QUOTED PASSAGE
•••
My five observations and recommendations for all senior marketers based on the results:

  1. Don’t be surprised if an early exit happens. Chances are it will happen every 10 years and it could come out of the blue, so at least biennially, review your position and keep external networks warm   
  2. Don’t worry if it happens. Most senior marketers have been through this experience, so if it’s happening to you, connect with others for support.
  3. It is very unlikely to be due to your performance. It’s more about the CEO, so keep building this relationship as much as you can.
  4. The SA process can be quite rigid and difficult. You’ve a 50/50 chance you will be able to influence it and especially get softer financial benefits, to take time to think and don't let it take control.
  5. The exit experience is a step into the unknown. Getting your company to pay an outplacement fee can help. These fees are typically £5-10k and usually you can allocate to a business of your choice.
•••
LIST OF TASKS
• a. Rewrite the advice on early exits for senior marketers between "My five observations" and "others for support.", inclusive, putting "senior executives" in place of "senior marketers".
• b. Carry on the advice on early exits for senior marketers, picking up right after its final sentence.
•••
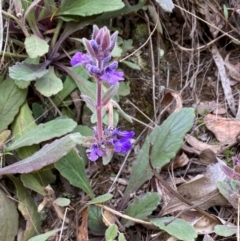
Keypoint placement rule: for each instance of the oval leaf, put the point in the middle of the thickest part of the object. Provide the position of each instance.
(11, 98)
(88, 8)
(27, 72)
(35, 46)
(49, 84)
(177, 228)
(49, 154)
(44, 132)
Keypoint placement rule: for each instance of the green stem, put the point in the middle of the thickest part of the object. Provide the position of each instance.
(56, 33)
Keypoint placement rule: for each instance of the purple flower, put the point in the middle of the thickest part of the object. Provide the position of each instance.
(111, 75)
(94, 152)
(122, 145)
(80, 58)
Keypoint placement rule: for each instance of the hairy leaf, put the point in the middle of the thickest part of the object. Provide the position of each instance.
(35, 46)
(141, 207)
(23, 123)
(49, 154)
(72, 168)
(177, 228)
(101, 199)
(88, 7)
(95, 222)
(44, 132)
(49, 84)
(166, 140)
(11, 98)
(27, 72)
(8, 218)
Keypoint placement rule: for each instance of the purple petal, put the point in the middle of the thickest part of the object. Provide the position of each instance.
(95, 31)
(93, 153)
(125, 134)
(122, 145)
(80, 58)
(112, 76)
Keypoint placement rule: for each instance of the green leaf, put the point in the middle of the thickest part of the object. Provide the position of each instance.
(28, 208)
(177, 228)
(11, 98)
(44, 132)
(35, 46)
(225, 230)
(49, 84)
(44, 236)
(28, 72)
(72, 168)
(141, 207)
(8, 218)
(166, 5)
(62, 202)
(166, 140)
(49, 154)
(101, 199)
(111, 232)
(132, 65)
(23, 123)
(88, 7)
(68, 86)
(121, 237)
(32, 183)
(95, 222)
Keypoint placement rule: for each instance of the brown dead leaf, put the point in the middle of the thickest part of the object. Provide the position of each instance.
(172, 101)
(224, 78)
(225, 130)
(233, 70)
(205, 225)
(200, 146)
(202, 191)
(83, 228)
(108, 218)
(207, 157)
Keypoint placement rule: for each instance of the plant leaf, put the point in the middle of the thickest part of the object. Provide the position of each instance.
(8, 218)
(166, 140)
(49, 84)
(28, 208)
(95, 222)
(11, 98)
(72, 168)
(88, 7)
(141, 207)
(178, 228)
(35, 46)
(49, 154)
(44, 132)
(224, 230)
(62, 202)
(101, 199)
(23, 123)
(32, 183)
(111, 232)
(44, 236)
(28, 72)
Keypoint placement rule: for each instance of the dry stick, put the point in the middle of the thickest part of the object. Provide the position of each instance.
(176, 194)
(153, 70)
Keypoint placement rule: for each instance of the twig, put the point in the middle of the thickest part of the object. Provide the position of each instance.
(176, 194)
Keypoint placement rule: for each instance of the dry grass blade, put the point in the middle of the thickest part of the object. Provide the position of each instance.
(224, 78)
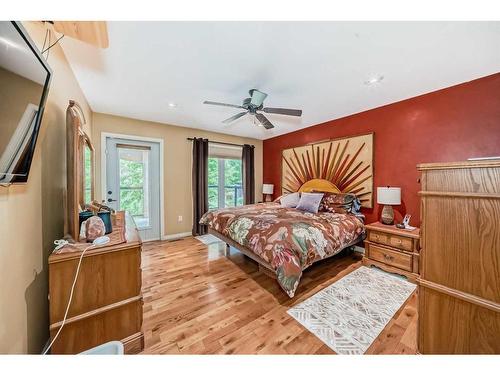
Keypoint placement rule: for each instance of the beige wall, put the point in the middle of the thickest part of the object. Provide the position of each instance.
(32, 217)
(177, 162)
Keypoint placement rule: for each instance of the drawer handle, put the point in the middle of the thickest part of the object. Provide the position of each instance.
(388, 257)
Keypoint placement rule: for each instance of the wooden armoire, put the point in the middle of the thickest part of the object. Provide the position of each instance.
(459, 286)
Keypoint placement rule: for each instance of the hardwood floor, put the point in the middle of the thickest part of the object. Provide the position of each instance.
(198, 301)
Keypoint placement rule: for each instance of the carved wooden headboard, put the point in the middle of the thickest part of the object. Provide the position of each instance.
(337, 165)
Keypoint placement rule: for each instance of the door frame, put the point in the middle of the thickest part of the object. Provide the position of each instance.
(129, 137)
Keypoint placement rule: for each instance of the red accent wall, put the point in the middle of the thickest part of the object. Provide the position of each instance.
(452, 124)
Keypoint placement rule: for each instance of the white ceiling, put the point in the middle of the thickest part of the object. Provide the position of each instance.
(319, 67)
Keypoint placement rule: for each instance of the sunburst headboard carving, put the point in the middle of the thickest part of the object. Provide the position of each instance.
(338, 165)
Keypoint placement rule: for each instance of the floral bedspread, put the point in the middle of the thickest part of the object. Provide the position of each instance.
(289, 239)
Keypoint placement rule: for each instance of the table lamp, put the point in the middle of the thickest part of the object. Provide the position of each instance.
(388, 196)
(267, 190)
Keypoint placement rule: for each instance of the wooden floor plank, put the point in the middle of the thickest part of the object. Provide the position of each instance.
(197, 300)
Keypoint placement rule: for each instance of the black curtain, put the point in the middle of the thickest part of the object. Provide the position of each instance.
(200, 184)
(247, 161)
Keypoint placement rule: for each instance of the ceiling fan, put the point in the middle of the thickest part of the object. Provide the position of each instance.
(253, 105)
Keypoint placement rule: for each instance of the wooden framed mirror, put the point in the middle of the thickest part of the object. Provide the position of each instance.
(80, 168)
(86, 187)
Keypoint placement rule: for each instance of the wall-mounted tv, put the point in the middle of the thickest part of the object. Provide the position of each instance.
(24, 84)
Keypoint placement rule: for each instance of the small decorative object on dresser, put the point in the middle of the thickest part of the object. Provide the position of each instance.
(267, 190)
(388, 196)
(392, 249)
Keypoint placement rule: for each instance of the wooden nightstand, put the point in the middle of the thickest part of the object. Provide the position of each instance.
(392, 249)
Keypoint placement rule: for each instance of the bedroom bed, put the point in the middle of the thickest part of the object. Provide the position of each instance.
(285, 241)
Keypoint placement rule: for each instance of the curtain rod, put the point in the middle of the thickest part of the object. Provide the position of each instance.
(221, 143)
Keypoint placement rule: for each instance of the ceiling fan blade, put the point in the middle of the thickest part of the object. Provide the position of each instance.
(284, 111)
(235, 117)
(257, 97)
(222, 104)
(264, 121)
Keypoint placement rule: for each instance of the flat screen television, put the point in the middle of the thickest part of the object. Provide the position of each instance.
(24, 84)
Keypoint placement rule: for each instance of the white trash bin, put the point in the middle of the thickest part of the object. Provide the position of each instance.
(109, 348)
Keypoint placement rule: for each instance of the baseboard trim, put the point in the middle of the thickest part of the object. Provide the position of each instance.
(176, 236)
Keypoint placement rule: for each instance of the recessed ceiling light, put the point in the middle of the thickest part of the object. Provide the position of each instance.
(374, 80)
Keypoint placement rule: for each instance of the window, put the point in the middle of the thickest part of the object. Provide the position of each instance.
(224, 183)
(133, 174)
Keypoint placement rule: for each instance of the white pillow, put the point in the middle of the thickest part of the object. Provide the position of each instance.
(310, 202)
(290, 200)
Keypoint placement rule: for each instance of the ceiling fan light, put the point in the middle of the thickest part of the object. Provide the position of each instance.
(258, 98)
•••
OUTPUTS
• a.
My five observations and recommendations for all senior executives based on the results:

  1. Don’t be surprised if an early exit happens. Chances are it will happen every 10 years and it could come out of the blue, so at least biennially, review your position and keep external networks warm   
  2. Don’t worry if it happens. Most senior executives have been through this experience, so if it’s happening to you, connect with others for support.

• b.
On the last point, over the last year feedback about outplacement agencies has been patchy. They can feel like a ‘one size’ cookie cutter approach, where business leaders can be mixed with totally different sectors, so the approach the models become generic. If you want something more tailored and personal please get in touch. Working with headhunters, ‘in-between’ candidates, coaches and outplacement companies we've put together a step-by-step process which makes the uncomfortable comfortable (everything from SAs to CVs, headhunters to LinkedIn, personal brand to personal coaching, career strategy to job-hunting strategy). It enables you to unpack your last job, define you and where you want to go next and then have very practicals steps to get you there. 

Hopefully this information has helped normalise exits/SAs and will encourage more marketers to talk about it more. If you have found this process helpful, please share with others because this taboo needs to be broken and improve people's wellbeing.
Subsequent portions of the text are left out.